_Blocco di testo:_
"""

Per comprenderne l’indole, dobbiamo partire dalla fine. Alfred De Vigny – che
una celebre fotografia di Nadar mostra a braccia incrociate, il viso
corrucciato, la giacca ad ampie falde: un pipistrello, insomma – morì nel
settembre del 1863. Soffriva, da tempo, di un cancro allo stomaco; passò gli
ultimi anni a curare la moglie, Lydia Jane Bunbury, di origine inglese,
bellissimo, dicono, ricchissima, sprofondata in una nera demenza. L’amore della
sua vita – ovviamente: tormentato, inquieto, destinato a niente – fu però
l’attrice Marie Dorval, tra le più grandi dell’epoca, pervicace nella posa e nel
capriccio. Da anni alieno ai circoli letterari, per il disgusto verso le mode
imperanti, per una disciplina all’arte della sprezzatura, nel buon ritiro di
Maine-Giraud, un maniero in Charente, Alfred De Vigny, il poeta idolatrato da
Marcel Proust – da ragazzo lo considerava, insieme a Baudelaire, “il più grande
poeta del XIX secolo: anche nelle sue poesie meno note, mantiene una calma,
quell’ineffabile bellezza che ci sfuggono” – morì solo. La biografia redatta
dall’Académie française è spietata per rigore: “Indifferente al pubblico, fu il
vuoto intorno alla sua bara, accompagnata soltanto da qualche romantico della
prima ora”.
Fu eletto al seggio 32 – attualmente occupato da Pascal Ory, vi sedette, tra gli
altri, Alain Robbe-Grillet – nel maggio del 1845, dopo essere stato rifiutato
per sette volte. Gli “accademici” non amavano le sregolatezze dei Romantici;
Vigny rifiutò di presentarsi al cospetto di Luigi Filippo I di Francia. Quando
tentò di far eleggere tra i ranghi dell’Accademia Balzac, gli andò male.
Rampollo di una genia di militari, Alfred de Vigny passò la giovinezza in armi.
Pensava di fare carriera, di mettere alla prova la sua ideale audacia; languì
nella palude di guarnigioni mal assemblate. I fasti napoleonici – esemplificati
nello schietto romanzo di Conrad, I duellanti – erano un ricordo. Ottenne i
gradi, si licenziò capitano; in un ritratto, ragazzo, con la divisa della
“Maison du roi”, ha lo sguardo languido, la bellezza scapigliata, ininterrotta.
Alfred de Vigny (1797-1864) fotografato da Nadar
Dicono fosse incapace di “capire la realtà” – il che, per un poeta, non è poi
grave –, crebbe nel mito di Lord Byron, fece parte del circolo di Victor Hugo.

"""

_Record forniti:_
"""

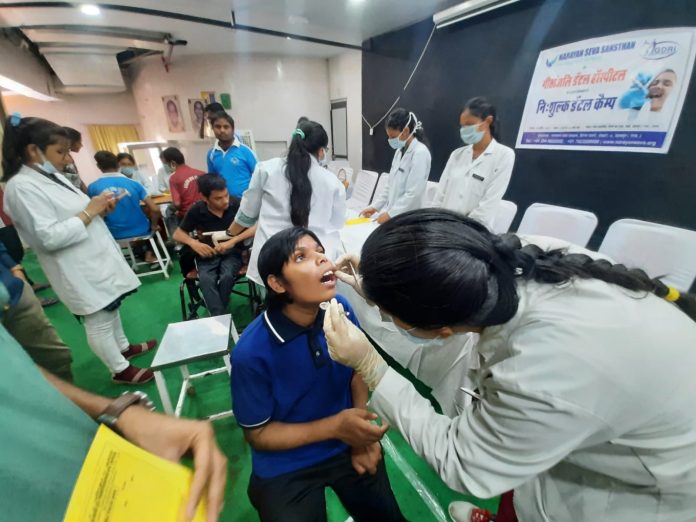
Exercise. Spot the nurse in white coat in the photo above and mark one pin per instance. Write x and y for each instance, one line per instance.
(408, 176)
(476, 175)
(586, 371)
(64, 228)
(294, 191)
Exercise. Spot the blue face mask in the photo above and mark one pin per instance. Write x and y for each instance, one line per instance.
(469, 134)
(129, 172)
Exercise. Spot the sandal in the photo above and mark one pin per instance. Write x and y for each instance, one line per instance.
(138, 349)
(133, 375)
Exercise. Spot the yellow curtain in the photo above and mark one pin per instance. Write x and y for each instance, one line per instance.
(107, 137)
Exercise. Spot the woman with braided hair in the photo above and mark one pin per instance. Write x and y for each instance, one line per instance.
(585, 399)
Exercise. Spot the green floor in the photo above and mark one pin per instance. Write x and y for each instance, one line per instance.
(145, 316)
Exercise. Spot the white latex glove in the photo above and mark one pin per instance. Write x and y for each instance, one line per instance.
(347, 266)
(220, 237)
(348, 345)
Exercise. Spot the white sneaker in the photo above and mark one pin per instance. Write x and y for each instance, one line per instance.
(461, 511)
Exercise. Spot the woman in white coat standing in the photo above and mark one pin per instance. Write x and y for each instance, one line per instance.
(408, 176)
(586, 381)
(64, 227)
(476, 175)
(293, 191)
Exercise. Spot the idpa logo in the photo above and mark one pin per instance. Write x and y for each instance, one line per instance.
(658, 50)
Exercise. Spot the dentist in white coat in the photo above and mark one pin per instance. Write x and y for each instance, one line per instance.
(586, 370)
(476, 175)
(408, 176)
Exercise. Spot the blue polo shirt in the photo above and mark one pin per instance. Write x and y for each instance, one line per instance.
(236, 165)
(282, 372)
(127, 219)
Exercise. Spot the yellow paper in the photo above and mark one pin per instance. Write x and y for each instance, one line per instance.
(357, 221)
(120, 482)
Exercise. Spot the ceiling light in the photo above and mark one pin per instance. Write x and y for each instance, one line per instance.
(90, 9)
(18, 88)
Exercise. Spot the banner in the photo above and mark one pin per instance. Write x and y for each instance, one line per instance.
(616, 93)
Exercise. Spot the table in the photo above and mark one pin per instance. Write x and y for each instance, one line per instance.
(189, 341)
(444, 369)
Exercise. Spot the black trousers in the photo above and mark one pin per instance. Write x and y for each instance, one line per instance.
(299, 496)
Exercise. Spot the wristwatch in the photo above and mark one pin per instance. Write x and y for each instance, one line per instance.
(116, 407)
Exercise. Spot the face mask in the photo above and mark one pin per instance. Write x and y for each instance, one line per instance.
(46, 165)
(470, 135)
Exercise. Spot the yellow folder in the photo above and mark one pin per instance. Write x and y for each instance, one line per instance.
(120, 482)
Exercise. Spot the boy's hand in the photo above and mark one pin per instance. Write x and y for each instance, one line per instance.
(367, 458)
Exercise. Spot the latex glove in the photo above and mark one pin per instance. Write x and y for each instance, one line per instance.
(346, 271)
(348, 345)
(636, 96)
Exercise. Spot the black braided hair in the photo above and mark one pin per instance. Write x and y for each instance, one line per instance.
(434, 268)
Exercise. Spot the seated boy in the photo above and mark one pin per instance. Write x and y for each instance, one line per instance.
(128, 218)
(218, 266)
(305, 415)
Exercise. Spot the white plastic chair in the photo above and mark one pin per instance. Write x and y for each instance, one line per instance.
(570, 224)
(661, 250)
(430, 192)
(365, 181)
(507, 210)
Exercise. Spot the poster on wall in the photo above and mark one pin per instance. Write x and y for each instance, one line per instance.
(196, 109)
(172, 112)
(622, 92)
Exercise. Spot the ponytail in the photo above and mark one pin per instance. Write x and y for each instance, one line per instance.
(482, 108)
(306, 141)
(400, 118)
(19, 133)
(433, 268)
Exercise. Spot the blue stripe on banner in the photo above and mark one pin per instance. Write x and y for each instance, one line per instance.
(648, 140)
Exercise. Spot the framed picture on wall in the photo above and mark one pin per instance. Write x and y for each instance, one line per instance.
(172, 113)
(196, 106)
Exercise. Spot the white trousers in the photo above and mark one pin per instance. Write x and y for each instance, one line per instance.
(107, 339)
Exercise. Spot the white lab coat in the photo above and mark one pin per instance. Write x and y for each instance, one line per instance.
(83, 264)
(475, 187)
(408, 178)
(266, 203)
(587, 409)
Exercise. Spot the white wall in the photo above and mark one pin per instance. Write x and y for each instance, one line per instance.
(268, 93)
(78, 111)
(345, 83)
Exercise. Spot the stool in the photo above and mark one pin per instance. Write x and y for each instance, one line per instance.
(163, 258)
(192, 341)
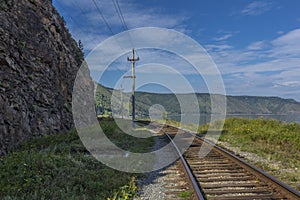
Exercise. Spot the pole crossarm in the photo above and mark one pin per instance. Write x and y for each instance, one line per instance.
(133, 60)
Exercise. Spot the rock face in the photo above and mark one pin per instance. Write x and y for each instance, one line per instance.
(38, 65)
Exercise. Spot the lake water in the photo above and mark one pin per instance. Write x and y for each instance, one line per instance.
(205, 118)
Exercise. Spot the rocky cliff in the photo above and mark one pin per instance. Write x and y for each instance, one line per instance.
(38, 64)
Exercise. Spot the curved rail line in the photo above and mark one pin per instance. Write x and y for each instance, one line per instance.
(220, 174)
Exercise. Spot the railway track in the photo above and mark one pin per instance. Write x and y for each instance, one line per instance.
(220, 175)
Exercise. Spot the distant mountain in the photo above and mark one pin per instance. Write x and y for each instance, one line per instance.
(243, 105)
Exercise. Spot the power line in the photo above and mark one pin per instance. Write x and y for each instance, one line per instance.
(103, 18)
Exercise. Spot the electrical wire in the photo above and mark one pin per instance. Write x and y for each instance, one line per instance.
(102, 16)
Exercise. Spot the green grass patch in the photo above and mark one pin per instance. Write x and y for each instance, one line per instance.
(59, 167)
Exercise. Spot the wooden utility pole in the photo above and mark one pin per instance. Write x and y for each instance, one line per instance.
(133, 60)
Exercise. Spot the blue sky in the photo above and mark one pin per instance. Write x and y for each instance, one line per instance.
(255, 44)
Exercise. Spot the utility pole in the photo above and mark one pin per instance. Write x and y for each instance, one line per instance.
(121, 94)
(133, 60)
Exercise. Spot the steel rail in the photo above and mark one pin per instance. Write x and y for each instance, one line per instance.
(286, 189)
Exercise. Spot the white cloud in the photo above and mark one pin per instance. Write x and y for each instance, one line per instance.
(224, 37)
(263, 67)
(259, 45)
(257, 8)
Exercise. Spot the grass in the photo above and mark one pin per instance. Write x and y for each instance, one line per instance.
(59, 167)
(272, 140)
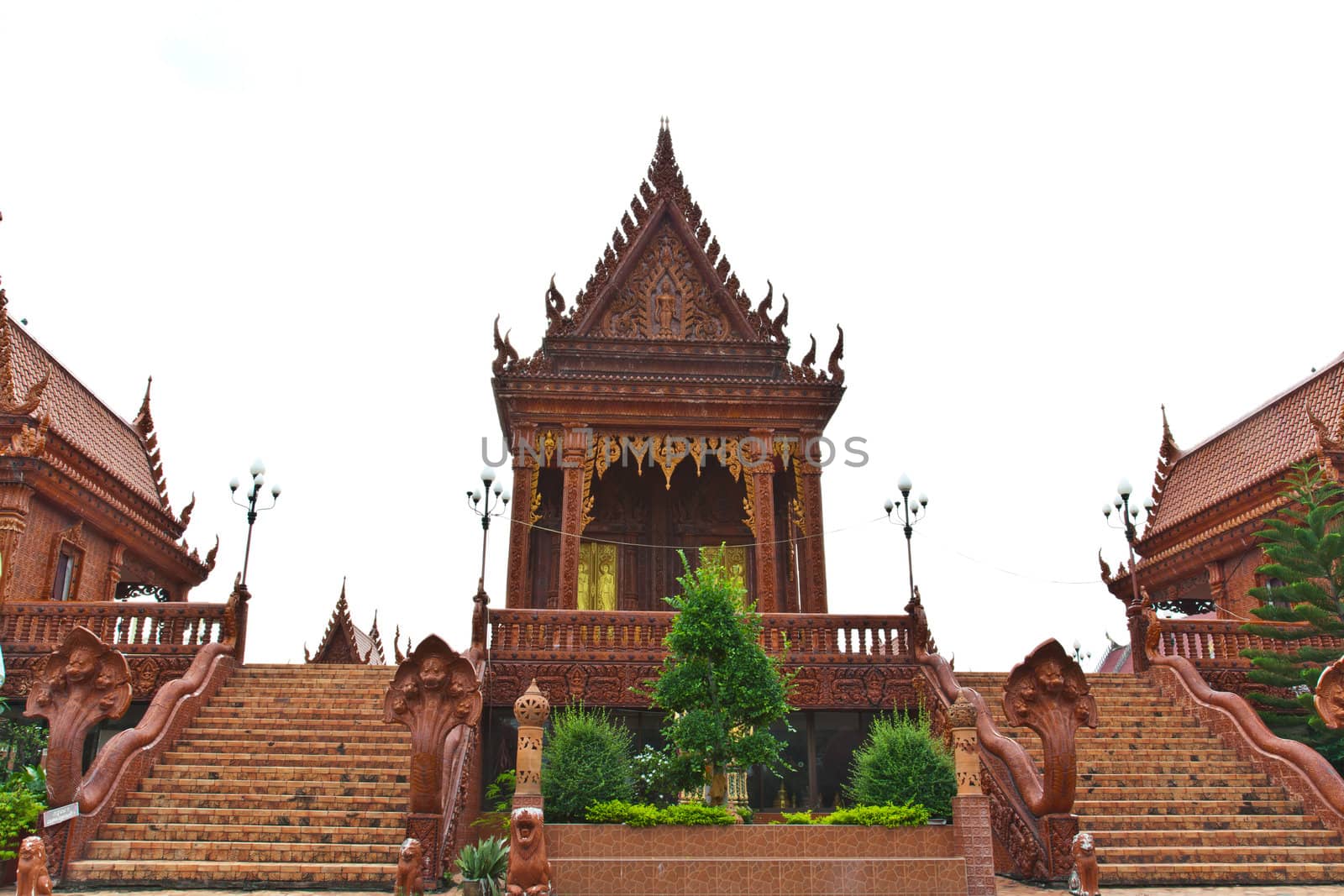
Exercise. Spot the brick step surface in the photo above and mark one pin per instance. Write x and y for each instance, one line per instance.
(269, 817)
(373, 853)
(197, 873)
(249, 833)
(1200, 873)
(262, 788)
(326, 773)
(1227, 837)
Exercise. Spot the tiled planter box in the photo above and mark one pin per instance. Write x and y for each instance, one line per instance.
(781, 860)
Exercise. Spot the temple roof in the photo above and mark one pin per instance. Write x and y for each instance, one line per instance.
(1257, 449)
(344, 642)
(664, 312)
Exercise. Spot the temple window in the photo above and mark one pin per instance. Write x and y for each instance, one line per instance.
(67, 573)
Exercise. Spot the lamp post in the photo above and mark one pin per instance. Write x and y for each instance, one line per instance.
(1079, 652)
(1129, 517)
(495, 504)
(255, 493)
(907, 513)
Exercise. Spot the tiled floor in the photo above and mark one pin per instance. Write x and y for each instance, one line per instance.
(1014, 888)
(1005, 888)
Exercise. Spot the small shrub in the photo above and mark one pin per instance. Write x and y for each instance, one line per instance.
(586, 761)
(660, 778)
(19, 810)
(902, 763)
(616, 812)
(486, 862)
(885, 815)
(696, 815)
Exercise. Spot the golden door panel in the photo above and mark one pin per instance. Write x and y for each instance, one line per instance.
(597, 577)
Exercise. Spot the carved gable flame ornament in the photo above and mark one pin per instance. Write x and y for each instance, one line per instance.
(1048, 694)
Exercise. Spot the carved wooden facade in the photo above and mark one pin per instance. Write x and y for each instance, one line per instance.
(343, 642)
(1200, 553)
(662, 412)
(84, 500)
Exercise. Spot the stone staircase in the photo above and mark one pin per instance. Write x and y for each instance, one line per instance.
(288, 777)
(1168, 804)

"""

_Lavoro da svolgere:_
• a. Rispondi in breve a queste domande sul brano su Vigny:
(i) In quale mese e anno Vigny fu eletto al seggio 32?
(ii) Chi fu, secondo il brano, l'amore della sua vita?
(iii) Come si chiama il maniero in Charente dove si era ritirato?
• b. Trascrivi dal brano su Vigny il passo che va da "Rampollo di una" a "di Victor Hugo.".
• c. Elenca tutte le persone, escluso Vigny, nominate nel primo paragrafo del brano su Vigny, quello che si chiude con «romantico della prima ora».
I record non hanno alcun legame con il brano su Vigny.

_Risposte in ordine:_
• a.
(i) Nel maggio del 1845.
(ii) L'attrice Marie Dorval.
(iii) Maine-Giraud.

• b.
Rampollo di una genia di militari, Alfred de Vigny passò la giovinezza in armi.
Pensava di fare carriera, di mettere alla prova la sua ideale audacia; languì
nella palude di guarnigioni mal assemblate. I fasti napoleonici – esemplificati
nello schietto romanzo di Conrad, I duellanti – erano un ricordo. Ottenne i
gradi, si licenziò capitano; in un ritratto, ragazzo, con la divisa della
“Maison du roi”, ha lo sguardo languido, la bellezza scapigliata, ininterrotta.
Alfred de Vigny (1797-1864) fotografato da Nadar
Dicono fosse incapace di “capire la realtà” – il che, per un poeta, non è poi
grave –, crebbe nel mito di Lord Byron, fece parte del circolo di Victor Hugo.

• c. Nadar, Lydia Jane Bunbury, Marie Dorval, Marcel Proust, Baudelaire.